▶ [Challenges]:
• a. Copy the passage from the blog post about On Chesil Beach exactly, starting at "This was my" and ending at "back-and-forth to Cambridge.".
• b. Pick up the blog post about On Chesil Beach after its final sentence and keep writing it.

▶ [Quoted text]:
Tuesday, March 31, 2015

On Chesil Beach..

This is how the entire course of life can be changed – by doing nothing. On Chesil beach he could have called out to Florence, he could have gone after her. He did not know, or would not have cared to know, that as she ran away from him, certain in her distress that she was about to lose him, she had never loved him more, or more hopelessly, and that the sound of his voice would have been a deliverance, and she would have turned back. Instead, he stood in cold and righteous silence in the summer’s dusk, watching her hurry along the shore, the sound of her difficult progress lost to the breaking of small waves, until she was blurred, receding against the immense straight road of shingle gleaming in the pallid light

- On Chesil Beach

This was my second McEwan. The first, Amsterdam (wonderfully enough not set in Amsterdam at all, much like Prague), I finished on the Eurostar on my way back to Paris from London on a late mid-summer Sunday night. I'd bought the book at an Oxfam on Saturday morning and devoured it between double-decker bus rides and the train rides back-and-forth to Cambridge.

▶ [Provided data]:
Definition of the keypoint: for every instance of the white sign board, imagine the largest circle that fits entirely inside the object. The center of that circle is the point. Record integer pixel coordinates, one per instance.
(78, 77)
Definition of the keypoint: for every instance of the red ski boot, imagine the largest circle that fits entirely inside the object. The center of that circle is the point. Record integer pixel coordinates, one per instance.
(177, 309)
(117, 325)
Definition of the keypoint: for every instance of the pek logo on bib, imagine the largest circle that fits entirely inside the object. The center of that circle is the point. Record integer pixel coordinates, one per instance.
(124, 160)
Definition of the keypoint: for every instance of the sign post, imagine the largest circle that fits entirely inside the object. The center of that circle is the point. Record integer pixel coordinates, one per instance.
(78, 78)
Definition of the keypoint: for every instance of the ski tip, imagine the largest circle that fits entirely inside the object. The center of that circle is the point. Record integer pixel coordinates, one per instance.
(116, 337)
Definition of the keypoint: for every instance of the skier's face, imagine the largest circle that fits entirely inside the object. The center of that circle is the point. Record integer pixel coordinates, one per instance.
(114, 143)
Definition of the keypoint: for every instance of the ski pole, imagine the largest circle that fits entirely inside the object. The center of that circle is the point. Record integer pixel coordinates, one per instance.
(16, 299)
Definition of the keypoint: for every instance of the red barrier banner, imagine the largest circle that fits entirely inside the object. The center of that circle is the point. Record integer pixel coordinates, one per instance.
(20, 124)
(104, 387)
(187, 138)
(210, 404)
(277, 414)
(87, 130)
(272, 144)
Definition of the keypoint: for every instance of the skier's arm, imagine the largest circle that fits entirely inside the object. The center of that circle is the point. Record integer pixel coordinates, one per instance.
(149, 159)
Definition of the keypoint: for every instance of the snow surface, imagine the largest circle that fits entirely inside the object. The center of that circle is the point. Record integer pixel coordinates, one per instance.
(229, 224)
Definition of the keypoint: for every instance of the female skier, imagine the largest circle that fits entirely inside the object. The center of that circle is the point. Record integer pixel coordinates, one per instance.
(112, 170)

▶ [Results by task]:
• a.
This was my second McEwan. The first, Amsterdam (wonderfully enough not set in Amsterdam at all, much like Prague), I finished on the Eurostar on my way back to Paris from London on a late mid-summer Sunday night. I'd bought the book at an Oxfam on Saturday morning and devoured it between double-decker bus rides and the train rides back-and-forth to Cambridge.

• b.
After getting off the train at Gare du Nord, I fell into an American bar near Montmartre (on that back north-eastern side) where I chatted, over Brooklyn Lagers, with an American composer (from the Upper Peninsula of Michigan) who was in Paris to rehearse a dance troupe from Lyon for the performance of her orchestral pieces. And given that Amsterdam is one of the few books I've ever read featuring a composer, I gave it to her. We then discussed Kanye and she told me to listen to Beethoven's late string quartets (where he's deliberately breaking form with noise) and I jotted down the opus numbers. And then we both disappeared into our respective nights..

On Chesil Beach is beautifully distilled - superficially simpler than Amsterdam. And can be summarized, completely, in a few short paragraphs. But what's missing in that synopsis is his sentences. The care he takes in crafting the narrative. The physicality of it all. The subtle turning points. And yes - so much depends on so many little things.

Off to NYC this weekend. Dylan in Baltimore on the 11th. Rhiannon at the Lincoln on the 12th. A concert buddy for the latter would be greatly appreciated.

That, for now, is all.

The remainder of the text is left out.